━━ Text section ━━
3.2. Prompt Managing of Foundation Models
it uses various VFMs (Vision Foundation Models) that perform different tasks, such as image generation and editing. However, these different VFMs can have similarities that need to be distinguished to ensure that Visual ChatGPT accurately understands and handles different visual tasks.
To address this challenge, the Prompt Manager was introduced to Visual ChatGPT. The Prompt Manager provides clear guidelines for Visual ChatGPT to understand and execute the different VFMs correctly. The Prompt Manager defines four key aspects: name, usage, inputs/outputs, and examples. The name prompt gives a concise overview of the overall function for each VFM. The usage prompt describes specific scenarios where the VFM should be used. The inputs and outputs prompt outlines the format of inputs and outputs required by each VFM.
The Prompt Manager ensures that Visual ChatGPT understands and handles different VL (Visual Language) tasks accurately, even when multiple VFMs share similarities. This system has the potential to revolutionize the way we interact with visual information.
━━━
Continue the passage on Visual ChatGPT's Prompt Manager, picking up after its final sentence.
━━ Records provided ━━
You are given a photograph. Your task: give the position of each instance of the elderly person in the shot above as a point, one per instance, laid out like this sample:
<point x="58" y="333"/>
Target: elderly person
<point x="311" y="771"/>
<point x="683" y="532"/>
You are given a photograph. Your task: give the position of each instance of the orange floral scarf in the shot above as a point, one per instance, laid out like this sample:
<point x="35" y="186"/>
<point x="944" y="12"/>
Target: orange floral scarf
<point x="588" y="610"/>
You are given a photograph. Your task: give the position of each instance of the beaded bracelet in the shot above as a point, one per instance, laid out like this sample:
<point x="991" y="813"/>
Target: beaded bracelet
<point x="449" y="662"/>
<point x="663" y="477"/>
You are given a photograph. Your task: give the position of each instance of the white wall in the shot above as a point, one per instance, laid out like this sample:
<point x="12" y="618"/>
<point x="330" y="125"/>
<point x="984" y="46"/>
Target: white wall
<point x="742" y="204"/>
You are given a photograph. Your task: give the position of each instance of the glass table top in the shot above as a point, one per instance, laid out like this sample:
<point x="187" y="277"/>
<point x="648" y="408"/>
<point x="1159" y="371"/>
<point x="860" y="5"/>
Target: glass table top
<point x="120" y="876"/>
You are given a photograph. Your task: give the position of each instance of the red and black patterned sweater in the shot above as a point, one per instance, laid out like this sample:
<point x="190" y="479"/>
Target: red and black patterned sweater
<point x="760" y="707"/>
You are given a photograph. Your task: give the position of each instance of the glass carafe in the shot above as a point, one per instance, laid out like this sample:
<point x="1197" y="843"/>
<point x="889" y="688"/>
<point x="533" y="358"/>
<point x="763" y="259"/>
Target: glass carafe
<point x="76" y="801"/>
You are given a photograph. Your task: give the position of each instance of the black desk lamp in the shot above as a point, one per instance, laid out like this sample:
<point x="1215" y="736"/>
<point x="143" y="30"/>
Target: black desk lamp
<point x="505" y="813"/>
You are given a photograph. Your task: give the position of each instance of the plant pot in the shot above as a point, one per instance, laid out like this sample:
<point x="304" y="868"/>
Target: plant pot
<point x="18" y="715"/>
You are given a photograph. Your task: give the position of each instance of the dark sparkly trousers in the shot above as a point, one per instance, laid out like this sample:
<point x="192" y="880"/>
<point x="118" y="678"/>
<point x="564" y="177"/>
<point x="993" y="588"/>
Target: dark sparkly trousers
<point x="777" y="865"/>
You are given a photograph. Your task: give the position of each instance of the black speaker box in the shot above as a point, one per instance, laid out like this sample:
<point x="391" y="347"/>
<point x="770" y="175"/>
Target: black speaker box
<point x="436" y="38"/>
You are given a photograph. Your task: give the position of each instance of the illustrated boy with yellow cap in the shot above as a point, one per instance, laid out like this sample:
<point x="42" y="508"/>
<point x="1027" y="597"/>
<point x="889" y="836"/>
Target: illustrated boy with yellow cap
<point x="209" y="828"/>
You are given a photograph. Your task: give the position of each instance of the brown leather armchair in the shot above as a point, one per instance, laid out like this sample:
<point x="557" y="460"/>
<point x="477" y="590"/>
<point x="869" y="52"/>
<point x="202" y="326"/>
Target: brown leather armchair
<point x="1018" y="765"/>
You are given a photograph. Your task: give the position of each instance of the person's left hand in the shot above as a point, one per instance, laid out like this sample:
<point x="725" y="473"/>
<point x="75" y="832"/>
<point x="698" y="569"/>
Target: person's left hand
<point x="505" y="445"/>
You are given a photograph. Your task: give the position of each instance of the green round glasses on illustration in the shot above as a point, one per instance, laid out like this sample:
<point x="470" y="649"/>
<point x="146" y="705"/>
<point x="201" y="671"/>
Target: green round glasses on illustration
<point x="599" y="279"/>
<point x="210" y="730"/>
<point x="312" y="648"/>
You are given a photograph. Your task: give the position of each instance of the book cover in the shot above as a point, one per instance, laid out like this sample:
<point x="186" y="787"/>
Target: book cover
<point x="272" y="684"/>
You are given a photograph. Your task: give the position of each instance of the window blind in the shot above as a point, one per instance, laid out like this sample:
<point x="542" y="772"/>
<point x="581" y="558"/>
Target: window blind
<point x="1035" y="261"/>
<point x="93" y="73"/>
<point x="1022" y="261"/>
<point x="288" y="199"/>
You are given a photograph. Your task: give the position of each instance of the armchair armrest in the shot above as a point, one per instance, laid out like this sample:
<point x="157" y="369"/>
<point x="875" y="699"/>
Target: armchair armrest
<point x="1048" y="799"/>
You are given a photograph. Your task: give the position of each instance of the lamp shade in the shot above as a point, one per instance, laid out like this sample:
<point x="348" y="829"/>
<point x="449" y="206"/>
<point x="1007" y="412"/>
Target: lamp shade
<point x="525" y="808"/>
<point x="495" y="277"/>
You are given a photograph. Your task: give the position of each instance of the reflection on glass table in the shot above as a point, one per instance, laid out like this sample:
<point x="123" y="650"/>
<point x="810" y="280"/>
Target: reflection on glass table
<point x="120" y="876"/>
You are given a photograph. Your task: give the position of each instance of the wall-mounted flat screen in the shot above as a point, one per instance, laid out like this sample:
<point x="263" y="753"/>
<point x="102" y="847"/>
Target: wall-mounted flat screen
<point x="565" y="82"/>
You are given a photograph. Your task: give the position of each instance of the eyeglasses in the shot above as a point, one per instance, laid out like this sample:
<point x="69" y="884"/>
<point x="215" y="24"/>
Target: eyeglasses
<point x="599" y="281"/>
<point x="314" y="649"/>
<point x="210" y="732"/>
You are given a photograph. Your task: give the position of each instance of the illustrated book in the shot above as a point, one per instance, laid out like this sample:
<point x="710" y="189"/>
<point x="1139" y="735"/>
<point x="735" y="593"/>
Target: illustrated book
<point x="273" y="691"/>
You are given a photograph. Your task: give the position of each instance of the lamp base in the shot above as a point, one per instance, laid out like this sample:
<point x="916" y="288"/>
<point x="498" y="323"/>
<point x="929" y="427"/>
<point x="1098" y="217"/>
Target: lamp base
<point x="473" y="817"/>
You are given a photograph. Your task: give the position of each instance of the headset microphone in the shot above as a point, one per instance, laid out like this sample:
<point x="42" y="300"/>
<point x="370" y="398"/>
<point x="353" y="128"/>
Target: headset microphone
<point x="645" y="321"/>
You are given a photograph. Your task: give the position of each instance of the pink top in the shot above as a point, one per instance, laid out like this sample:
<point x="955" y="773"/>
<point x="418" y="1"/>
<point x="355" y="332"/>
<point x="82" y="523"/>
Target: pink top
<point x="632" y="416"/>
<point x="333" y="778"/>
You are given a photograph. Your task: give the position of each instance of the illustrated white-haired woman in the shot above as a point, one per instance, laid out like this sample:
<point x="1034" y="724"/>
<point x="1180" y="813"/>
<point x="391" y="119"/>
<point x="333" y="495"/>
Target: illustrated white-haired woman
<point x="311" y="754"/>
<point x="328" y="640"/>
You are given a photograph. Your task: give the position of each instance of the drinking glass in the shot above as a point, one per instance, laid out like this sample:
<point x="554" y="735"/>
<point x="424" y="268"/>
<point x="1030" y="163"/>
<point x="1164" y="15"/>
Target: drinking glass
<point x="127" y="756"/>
━━━
* **Answer to this exercise**
3.3. Prompt Managing of User Queries
To handle image-related queries, it generates unique filenames with a universally unique identifier (UUID) for newly uploaded images, and fake dialogue histories are generated for these images. For existing images, it ignores the filename check to avoid ambiguity. To ensure the successful trigger of Visual Feature Modules (VFMs), a suffix prompt is added to the user query that encourages Visual ChatGPT to use foundation models instead of relying on its imagination, and to provide specific outputs generated by the foundation models. This helps Visual ChatGPT provide accurate and helpful responses to user queries.
3.4. Prompt Managing of Foundation Model Outputs
Visual ChatGPT uses intermediate outputs from different VFMs to summarize and feed them to ChatGPT for subsequent interactions, which allows it to call for more VFMs to finish the user’s command. To make the outputs more logical and help the LLMs better understand the reasoning process, the images generated from VFMs are saved with a specific naming rule that hints at the intermediate result attributes. Visual ChatGPT can automatically call for more VFMs to solve the current problem by extending one suffix “Thought:” at the end of each generation. If the user’s command is ambiguous, Visual ChatGPT asks for more details to better leverage VFMs, and this is a critical design to ensure that the LLMs do not arbitrarily tamper with or speculate about the user’s intention without basis.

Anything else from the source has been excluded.